Reproduce the passage of the NFL tracking-device article word for word, starting at "According to digital" and ending at "Committee is concluded.".

TEXT PROVIDED Block Start

Technology

National Football League To Use Tracking Devices

Football Teams Use GPS Tracking

The old saying is that nothing is more valuable than information, and this has certainly become the case in the sports world over the past couple decades. Game video tape, scouting reports and other forms of data are highly valued forms of information because they allow baseball hitters to pick up pitching patterns, basketball players to see where breakdowns in the offensive or defensive scheme occur and hockey players determine where a goalie can be most vulnerable to the slap shot. Of course, these are only a few examples of the many ways information can held a sports team, but you get the point. When it comes to utilizing technology, no sport has been more welcoming than the National Football League (NFL).

The NFL was the first of the three major American sports to call upon video instant replay to help officiating. Today, video replay is now used to confirm scoring drives, turnovers and a variety of in-game plays that referees could call incorrectly. The evolution of video replay is an ongoing process, as the NFL makes every attempt to get the calls on the field correctly. However, with more and more of the narrative of football surrounding player safety, the NFL has once again called upon technology to help them determine player activity in terms of positional and performance data. This data, which will gather player speed, distance traveled on the field and other information will be gathered using GPS tracking devices.

According to digital documents published on the NFL website, the league has mandated that all teams will be required to equip some players with small and non-obtrusive personal tracking systems. The GPS trackers will be the mechanism used to acquire player performance data while the Competition Committee for the league will discuss the most appropriate method on how the data will be analyzed, evaluated and distributed to each one of the 32 organizations that make up the league. The league stated in the August memo that the GPS tracking data gathered from the trackers would not be immediately shared with each football team until that process by the Competition Committee is concluded.

TEXT PROVIDED Block End
DATA EXTRACTS Block Start

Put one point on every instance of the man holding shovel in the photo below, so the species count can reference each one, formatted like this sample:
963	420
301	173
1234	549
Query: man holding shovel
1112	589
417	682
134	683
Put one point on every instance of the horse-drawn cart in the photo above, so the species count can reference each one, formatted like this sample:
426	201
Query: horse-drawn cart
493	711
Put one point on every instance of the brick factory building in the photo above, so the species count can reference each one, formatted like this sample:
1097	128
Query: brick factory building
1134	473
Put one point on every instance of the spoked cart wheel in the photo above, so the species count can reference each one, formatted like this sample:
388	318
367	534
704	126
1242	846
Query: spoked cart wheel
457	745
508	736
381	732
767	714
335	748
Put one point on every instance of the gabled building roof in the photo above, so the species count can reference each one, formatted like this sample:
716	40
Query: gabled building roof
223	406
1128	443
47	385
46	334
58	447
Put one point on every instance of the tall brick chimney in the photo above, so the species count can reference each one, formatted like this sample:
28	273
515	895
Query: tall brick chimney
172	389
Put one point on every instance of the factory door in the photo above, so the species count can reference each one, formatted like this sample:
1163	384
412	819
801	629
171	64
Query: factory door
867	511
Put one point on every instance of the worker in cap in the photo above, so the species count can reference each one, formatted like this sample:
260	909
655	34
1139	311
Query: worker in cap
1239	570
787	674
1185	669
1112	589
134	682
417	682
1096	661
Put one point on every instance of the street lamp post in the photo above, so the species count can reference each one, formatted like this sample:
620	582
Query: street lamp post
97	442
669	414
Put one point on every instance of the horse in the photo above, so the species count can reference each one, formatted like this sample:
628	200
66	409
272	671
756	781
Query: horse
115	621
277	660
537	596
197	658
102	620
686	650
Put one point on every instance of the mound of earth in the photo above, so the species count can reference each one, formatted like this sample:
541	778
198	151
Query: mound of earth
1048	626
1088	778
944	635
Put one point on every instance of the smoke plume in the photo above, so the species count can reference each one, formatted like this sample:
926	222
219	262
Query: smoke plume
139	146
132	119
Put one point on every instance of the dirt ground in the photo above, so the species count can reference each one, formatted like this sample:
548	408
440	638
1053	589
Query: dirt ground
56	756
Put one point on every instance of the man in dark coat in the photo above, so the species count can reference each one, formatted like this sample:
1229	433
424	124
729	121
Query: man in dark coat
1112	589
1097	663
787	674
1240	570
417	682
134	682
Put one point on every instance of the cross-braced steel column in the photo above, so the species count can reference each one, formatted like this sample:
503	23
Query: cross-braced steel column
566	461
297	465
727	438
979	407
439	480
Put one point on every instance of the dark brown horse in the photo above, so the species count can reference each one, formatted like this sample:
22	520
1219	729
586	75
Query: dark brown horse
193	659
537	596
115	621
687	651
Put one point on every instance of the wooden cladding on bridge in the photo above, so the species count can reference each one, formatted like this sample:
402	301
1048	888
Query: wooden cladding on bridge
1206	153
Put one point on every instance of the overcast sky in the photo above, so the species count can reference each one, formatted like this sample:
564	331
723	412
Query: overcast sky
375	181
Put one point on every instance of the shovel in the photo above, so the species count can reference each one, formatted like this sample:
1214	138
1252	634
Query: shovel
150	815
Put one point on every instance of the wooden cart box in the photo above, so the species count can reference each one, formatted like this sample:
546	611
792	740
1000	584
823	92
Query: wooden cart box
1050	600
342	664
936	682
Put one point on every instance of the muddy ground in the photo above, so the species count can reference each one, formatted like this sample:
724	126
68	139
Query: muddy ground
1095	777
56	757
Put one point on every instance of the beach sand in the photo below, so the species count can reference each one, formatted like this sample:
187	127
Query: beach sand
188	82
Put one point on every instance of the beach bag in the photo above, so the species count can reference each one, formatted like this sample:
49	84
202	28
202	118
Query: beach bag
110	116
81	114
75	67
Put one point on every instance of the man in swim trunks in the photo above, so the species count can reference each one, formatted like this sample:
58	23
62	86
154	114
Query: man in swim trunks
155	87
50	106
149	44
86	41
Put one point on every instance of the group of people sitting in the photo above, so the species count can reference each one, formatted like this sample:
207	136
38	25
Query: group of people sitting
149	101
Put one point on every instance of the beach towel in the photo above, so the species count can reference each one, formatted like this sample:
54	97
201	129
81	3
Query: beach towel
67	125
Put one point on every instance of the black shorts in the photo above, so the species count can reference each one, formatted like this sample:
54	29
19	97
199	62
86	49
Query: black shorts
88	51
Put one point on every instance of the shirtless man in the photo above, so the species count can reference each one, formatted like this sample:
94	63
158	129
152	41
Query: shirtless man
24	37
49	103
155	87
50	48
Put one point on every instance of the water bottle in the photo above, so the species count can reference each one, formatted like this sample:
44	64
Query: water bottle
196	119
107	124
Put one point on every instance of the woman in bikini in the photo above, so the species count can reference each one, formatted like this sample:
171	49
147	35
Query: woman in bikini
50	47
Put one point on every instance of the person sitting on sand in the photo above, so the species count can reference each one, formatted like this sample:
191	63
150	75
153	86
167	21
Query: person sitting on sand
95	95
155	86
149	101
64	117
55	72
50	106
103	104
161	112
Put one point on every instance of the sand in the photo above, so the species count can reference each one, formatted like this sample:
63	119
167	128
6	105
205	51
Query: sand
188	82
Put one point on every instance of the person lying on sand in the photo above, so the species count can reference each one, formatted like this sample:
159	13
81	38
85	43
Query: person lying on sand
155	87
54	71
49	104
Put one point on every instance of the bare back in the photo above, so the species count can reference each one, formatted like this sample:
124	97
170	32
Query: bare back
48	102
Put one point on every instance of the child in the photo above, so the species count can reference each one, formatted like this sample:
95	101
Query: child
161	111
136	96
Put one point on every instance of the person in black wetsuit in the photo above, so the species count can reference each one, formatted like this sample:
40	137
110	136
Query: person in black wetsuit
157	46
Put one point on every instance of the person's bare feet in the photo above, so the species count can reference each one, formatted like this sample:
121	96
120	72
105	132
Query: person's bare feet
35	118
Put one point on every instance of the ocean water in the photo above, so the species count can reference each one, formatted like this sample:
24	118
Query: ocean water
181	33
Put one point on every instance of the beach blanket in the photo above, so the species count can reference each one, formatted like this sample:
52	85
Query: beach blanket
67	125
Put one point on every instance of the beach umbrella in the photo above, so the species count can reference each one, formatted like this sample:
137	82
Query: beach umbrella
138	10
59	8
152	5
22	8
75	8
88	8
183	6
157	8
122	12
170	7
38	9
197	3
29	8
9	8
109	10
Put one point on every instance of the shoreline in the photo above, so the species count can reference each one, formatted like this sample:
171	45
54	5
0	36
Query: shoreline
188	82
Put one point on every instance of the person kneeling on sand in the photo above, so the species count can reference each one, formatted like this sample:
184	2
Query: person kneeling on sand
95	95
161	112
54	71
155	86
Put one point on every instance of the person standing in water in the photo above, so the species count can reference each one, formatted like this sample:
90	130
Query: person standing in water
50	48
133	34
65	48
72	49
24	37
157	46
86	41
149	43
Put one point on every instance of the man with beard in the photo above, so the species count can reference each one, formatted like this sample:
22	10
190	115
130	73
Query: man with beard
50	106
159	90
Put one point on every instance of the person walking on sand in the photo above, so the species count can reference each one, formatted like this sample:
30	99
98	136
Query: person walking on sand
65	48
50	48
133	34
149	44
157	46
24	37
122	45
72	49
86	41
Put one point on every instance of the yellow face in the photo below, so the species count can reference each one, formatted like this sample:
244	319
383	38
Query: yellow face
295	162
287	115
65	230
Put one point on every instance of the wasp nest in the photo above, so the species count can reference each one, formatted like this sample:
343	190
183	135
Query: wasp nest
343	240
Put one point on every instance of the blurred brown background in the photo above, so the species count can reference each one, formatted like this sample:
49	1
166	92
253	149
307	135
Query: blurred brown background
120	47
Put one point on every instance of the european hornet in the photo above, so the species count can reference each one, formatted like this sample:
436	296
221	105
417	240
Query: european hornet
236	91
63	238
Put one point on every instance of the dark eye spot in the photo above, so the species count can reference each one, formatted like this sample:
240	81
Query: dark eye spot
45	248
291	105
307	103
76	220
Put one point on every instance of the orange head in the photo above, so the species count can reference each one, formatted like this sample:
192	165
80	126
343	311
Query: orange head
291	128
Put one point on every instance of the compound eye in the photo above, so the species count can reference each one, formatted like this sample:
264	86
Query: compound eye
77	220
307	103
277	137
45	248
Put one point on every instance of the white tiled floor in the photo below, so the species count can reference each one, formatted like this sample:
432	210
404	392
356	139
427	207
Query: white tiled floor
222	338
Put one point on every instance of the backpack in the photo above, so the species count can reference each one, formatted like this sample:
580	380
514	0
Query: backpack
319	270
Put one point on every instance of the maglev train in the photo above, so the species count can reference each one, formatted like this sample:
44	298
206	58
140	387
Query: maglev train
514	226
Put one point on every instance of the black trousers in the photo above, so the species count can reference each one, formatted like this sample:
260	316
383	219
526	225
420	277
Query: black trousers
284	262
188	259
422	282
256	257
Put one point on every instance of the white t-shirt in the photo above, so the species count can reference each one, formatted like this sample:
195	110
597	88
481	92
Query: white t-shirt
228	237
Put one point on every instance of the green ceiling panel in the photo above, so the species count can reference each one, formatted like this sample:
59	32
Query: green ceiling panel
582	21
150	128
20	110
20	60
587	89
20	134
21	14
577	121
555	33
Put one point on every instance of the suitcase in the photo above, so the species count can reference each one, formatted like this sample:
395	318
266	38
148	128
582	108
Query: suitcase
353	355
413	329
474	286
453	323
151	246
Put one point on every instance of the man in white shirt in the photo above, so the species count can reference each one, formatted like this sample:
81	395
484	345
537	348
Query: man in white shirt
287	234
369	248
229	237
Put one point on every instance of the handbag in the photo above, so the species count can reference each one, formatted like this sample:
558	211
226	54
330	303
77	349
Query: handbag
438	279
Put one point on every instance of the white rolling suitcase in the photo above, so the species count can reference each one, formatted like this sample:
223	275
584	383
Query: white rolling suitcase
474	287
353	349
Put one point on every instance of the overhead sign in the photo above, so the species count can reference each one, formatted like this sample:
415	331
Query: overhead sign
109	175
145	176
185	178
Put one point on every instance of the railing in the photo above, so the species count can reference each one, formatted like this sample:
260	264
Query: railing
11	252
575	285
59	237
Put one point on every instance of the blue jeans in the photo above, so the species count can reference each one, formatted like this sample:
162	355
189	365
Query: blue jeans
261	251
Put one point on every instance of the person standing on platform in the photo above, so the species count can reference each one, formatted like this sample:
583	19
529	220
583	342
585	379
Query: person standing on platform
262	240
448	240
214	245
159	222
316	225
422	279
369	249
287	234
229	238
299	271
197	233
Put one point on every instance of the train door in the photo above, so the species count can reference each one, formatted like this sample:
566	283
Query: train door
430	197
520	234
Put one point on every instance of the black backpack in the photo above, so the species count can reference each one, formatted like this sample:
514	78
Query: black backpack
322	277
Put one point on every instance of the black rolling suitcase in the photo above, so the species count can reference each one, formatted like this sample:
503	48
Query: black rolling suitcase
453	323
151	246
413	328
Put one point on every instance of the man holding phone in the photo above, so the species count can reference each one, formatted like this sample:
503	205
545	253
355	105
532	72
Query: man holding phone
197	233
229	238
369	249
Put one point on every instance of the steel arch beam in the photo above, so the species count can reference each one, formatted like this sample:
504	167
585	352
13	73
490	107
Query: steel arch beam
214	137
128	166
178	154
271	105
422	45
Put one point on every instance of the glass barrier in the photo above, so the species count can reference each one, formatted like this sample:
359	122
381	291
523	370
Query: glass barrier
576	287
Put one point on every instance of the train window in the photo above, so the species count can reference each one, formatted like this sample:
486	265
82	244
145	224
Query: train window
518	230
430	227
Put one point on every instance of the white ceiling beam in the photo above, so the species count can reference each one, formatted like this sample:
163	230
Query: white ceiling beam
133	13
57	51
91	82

DATA EXTRACTS Block End

SOLUTION TO THIS EXERCISE —
According to digital documents published on the NFL website, the league has mandated that all teams will be required to equip some players with small and non-obtrusive personal tracking systems. The GPS trackers will be the mechanism used to acquire player performance data while the Competition Committee for the league will discuss the most appropriate method on how the data will be analyzed, evaluated and distributed to each one of the 32 organizations that make up the league. The league stated in the August memo that the GPS tracking data gathered from the trackers would not be immediately shared with each football team until that process by the Competition Committee is concluded.